> [Testo del documento]

The essay is about Robert Lepage’s cinematographic debut  in a peculiar film, called The Confessional (1995) where he shows the dramatic interplay between two different sets of time. The former is in the year when Hitchcock was shooting I Confess in Québec City. Lepage uses the same chronological frame to tell the story of a family trouble that somehow dovetails the Hitchcock film, while the present time is represented by Pierre’s coming back to the city on occasion of his father’s death. The father figure is tackled also in selfreflexive ways in the film as Hitchcock’s double stands as a model for Lepage as director and also as Hitchcock’s movie becomes itself a text to be rewritten through the agency of the family’s plot. In the essay I tried to outline in The Confessional a diiferent kind of film adaptation.

> [Consegna] Puoi riscrivere il passo del testo sul film di Lepage che parte dalle parole contenenti "The essay is" e termina dopo "of film adaptation.", scambiando "The Confessional" con "Il confessionale"?

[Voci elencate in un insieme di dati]
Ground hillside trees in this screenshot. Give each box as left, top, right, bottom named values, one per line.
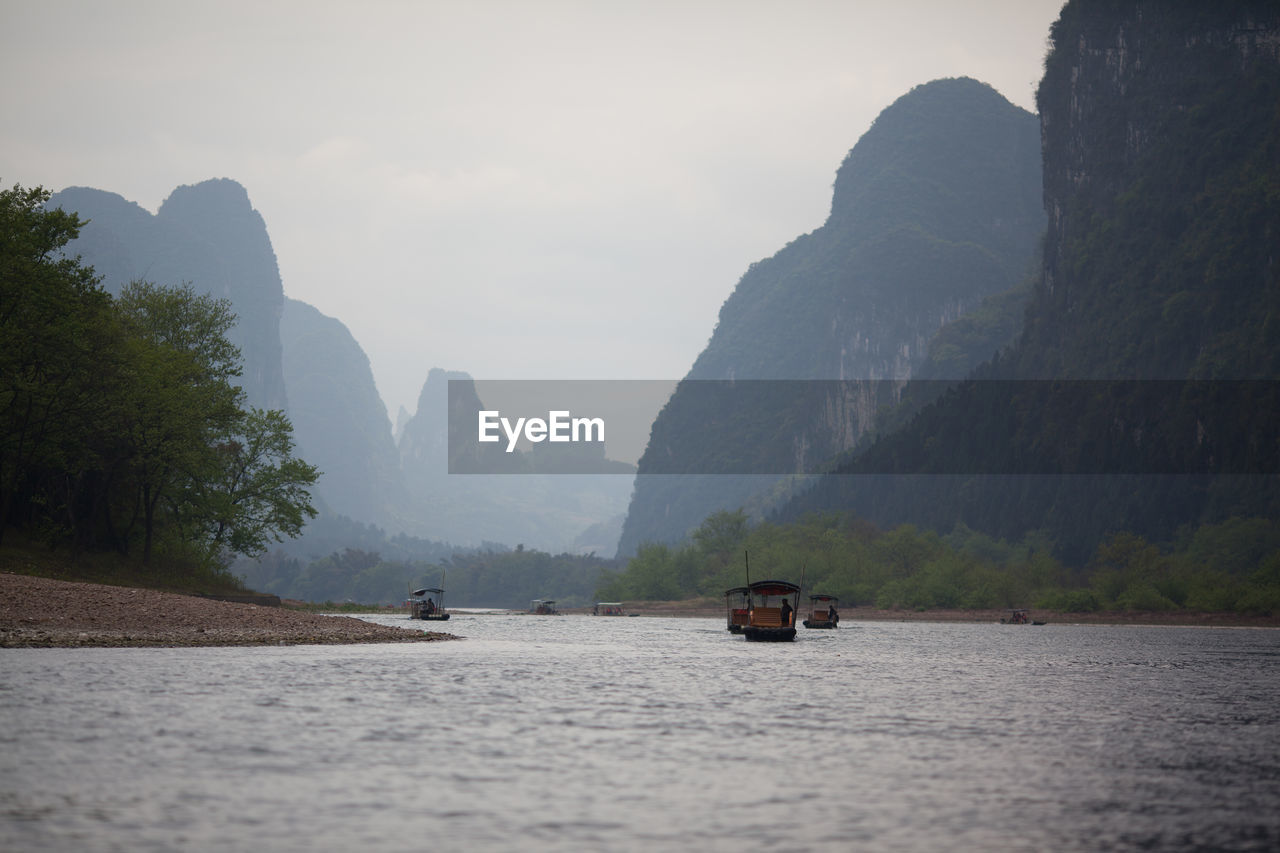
left=0, top=186, right=319, bottom=565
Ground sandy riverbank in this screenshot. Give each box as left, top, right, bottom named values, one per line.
left=0, top=573, right=453, bottom=648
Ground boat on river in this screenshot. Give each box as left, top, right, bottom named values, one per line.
left=1000, top=608, right=1044, bottom=625
left=742, top=580, right=800, bottom=643
left=404, top=587, right=449, bottom=622
left=724, top=587, right=751, bottom=634
left=804, top=596, right=840, bottom=628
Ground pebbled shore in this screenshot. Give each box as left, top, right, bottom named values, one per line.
left=0, top=573, right=456, bottom=648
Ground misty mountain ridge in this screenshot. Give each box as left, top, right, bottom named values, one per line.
left=49, top=178, right=631, bottom=557
left=618, top=78, right=1044, bottom=555
left=774, top=0, right=1280, bottom=564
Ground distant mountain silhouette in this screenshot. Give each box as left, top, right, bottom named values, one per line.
left=620, top=78, right=1044, bottom=555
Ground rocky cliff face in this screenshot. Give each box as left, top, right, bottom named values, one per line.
left=1024, top=0, right=1280, bottom=378
left=49, top=178, right=287, bottom=409
left=778, top=0, right=1280, bottom=562
left=620, top=79, right=1044, bottom=553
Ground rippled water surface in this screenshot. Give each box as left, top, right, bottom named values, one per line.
left=0, top=615, right=1280, bottom=850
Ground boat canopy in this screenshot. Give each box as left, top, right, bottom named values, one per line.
left=748, top=580, right=800, bottom=596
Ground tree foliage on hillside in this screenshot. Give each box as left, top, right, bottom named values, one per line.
left=0, top=186, right=319, bottom=566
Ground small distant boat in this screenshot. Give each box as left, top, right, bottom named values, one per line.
left=404, top=587, right=449, bottom=622
left=742, top=580, right=800, bottom=643
left=804, top=596, right=840, bottom=628
left=724, top=587, right=751, bottom=634
left=1000, top=608, right=1044, bottom=625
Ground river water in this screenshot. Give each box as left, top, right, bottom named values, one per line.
left=0, top=615, right=1280, bottom=852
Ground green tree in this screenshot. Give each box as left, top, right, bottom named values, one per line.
left=200, top=409, right=320, bottom=557
left=118, top=282, right=243, bottom=564
left=0, top=184, right=120, bottom=545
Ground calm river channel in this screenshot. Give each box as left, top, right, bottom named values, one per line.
left=0, top=613, right=1280, bottom=853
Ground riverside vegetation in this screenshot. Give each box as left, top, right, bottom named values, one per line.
left=0, top=186, right=320, bottom=584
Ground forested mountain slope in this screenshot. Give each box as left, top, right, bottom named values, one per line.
left=620, top=79, right=1044, bottom=555
left=780, top=0, right=1280, bottom=561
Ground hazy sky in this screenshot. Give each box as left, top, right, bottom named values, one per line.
left=0, top=0, right=1062, bottom=421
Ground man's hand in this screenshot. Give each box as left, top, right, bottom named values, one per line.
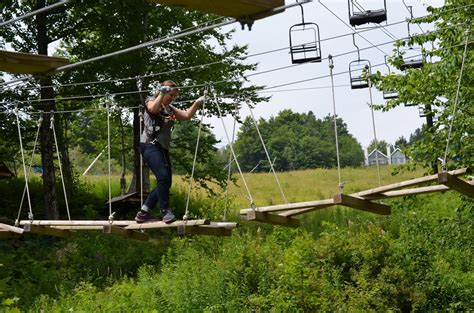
left=159, top=86, right=173, bottom=94
left=194, top=96, right=206, bottom=105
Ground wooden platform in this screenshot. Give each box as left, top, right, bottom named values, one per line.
left=18, top=219, right=238, bottom=241
left=0, top=50, right=69, bottom=74
left=240, top=168, right=474, bottom=227
left=153, top=0, right=285, bottom=19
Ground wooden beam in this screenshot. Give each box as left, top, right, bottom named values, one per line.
left=438, top=172, right=474, bottom=198
left=103, top=225, right=150, bottom=241
left=0, top=223, right=24, bottom=235
left=278, top=199, right=334, bottom=217
left=362, top=185, right=449, bottom=200
left=125, top=220, right=210, bottom=229
left=49, top=225, right=104, bottom=231
left=246, top=211, right=300, bottom=227
left=0, top=229, right=21, bottom=239
left=240, top=199, right=334, bottom=215
left=352, top=168, right=470, bottom=198
left=23, top=224, right=75, bottom=238
left=20, top=220, right=132, bottom=226
left=334, top=193, right=391, bottom=215
left=178, top=225, right=232, bottom=236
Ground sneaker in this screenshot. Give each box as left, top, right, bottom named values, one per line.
left=163, top=210, right=176, bottom=224
left=135, top=210, right=160, bottom=224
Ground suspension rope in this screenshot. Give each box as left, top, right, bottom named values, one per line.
left=50, top=111, right=71, bottom=221
left=105, top=96, right=114, bottom=222
left=15, top=104, right=33, bottom=220
left=137, top=77, right=146, bottom=208
left=223, top=101, right=239, bottom=222
left=15, top=115, right=43, bottom=226
left=213, top=90, right=255, bottom=208
left=367, top=73, right=382, bottom=186
left=183, top=88, right=208, bottom=221
left=328, top=55, right=344, bottom=193
left=443, top=21, right=471, bottom=172
left=245, top=97, right=288, bottom=204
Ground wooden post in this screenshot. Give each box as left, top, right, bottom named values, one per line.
left=247, top=211, right=300, bottom=227
left=0, top=223, right=23, bottom=235
left=103, top=225, right=150, bottom=241
left=23, top=224, right=75, bottom=238
left=438, top=172, right=474, bottom=198
left=334, top=193, right=391, bottom=215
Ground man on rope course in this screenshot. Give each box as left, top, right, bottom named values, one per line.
left=135, top=80, right=204, bottom=223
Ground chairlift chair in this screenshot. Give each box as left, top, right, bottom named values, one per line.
left=349, top=60, right=371, bottom=89
left=383, top=55, right=398, bottom=100
left=400, top=6, right=424, bottom=71
left=349, top=34, right=372, bottom=89
left=289, top=1, right=321, bottom=64
left=347, top=0, right=387, bottom=27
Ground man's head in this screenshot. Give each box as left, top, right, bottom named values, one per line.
left=155, top=80, right=178, bottom=105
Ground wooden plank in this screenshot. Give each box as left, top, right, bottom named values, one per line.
left=48, top=225, right=104, bottom=231
left=363, top=185, right=449, bottom=200
left=0, top=50, right=69, bottom=74
left=125, top=220, right=210, bottom=229
left=20, top=220, right=132, bottom=226
left=178, top=225, right=232, bottom=236
left=240, top=199, right=334, bottom=215
left=154, top=0, right=285, bottom=19
left=246, top=211, right=300, bottom=227
left=103, top=225, right=150, bottom=241
left=438, top=172, right=474, bottom=198
left=23, top=224, right=75, bottom=238
left=0, top=223, right=24, bottom=235
left=0, top=229, right=21, bottom=239
left=334, top=193, right=391, bottom=215
left=278, top=199, right=334, bottom=217
left=352, top=168, right=470, bottom=198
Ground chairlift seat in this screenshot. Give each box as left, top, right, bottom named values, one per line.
left=383, top=90, right=398, bottom=100
left=400, top=59, right=424, bottom=71
left=290, top=23, right=321, bottom=64
left=349, top=9, right=387, bottom=26
left=153, top=0, right=285, bottom=19
left=351, top=76, right=369, bottom=89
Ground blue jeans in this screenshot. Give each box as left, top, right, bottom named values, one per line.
left=140, top=143, right=171, bottom=210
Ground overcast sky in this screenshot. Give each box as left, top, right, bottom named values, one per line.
left=207, top=0, right=444, bottom=148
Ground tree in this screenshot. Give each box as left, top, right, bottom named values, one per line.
left=373, top=0, right=474, bottom=171
left=0, top=0, right=77, bottom=219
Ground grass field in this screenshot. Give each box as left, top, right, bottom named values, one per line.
left=171, top=166, right=423, bottom=208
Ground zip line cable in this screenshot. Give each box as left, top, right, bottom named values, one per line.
left=0, top=4, right=474, bottom=88
left=0, top=0, right=70, bottom=27
left=443, top=21, right=471, bottom=172
left=0, top=37, right=473, bottom=113
left=0, top=15, right=414, bottom=90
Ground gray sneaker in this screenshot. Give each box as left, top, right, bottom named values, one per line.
left=162, top=210, right=176, bottom=224
left=135, top=210, right=160, bottom=224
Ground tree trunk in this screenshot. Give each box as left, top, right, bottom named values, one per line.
left=36, top=0, right=59, bottom=219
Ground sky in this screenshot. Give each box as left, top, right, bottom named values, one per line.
left=205, top=0, right=444, bottom=149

> [Risultato atteso]
The essay is about Robert Lepage’s cinematographic debut  in a peculiar film, called Il confessionale (1995) where he shows the dramatic interplay between two different sets of time. The former is in the year when Hitchcock was shooting I Confess in Québec City. Lepage uses the same chronological frame to tell the story of a family trouble that somehow dovetails the Hitchcock film, while the present time is represented by Pierre’s coming back to the city on occasion of his father’s death. The father figure is tackled also in selfreflexive ways in the film as Hitchcock’s double stands as a model for Lepage as director and also as Hitchcock’s movie becomes itself a text to be rewritten through the agency of the family’s plot. In the essay I tried to outline in Il confessionale a diiferent kind of film adaptation.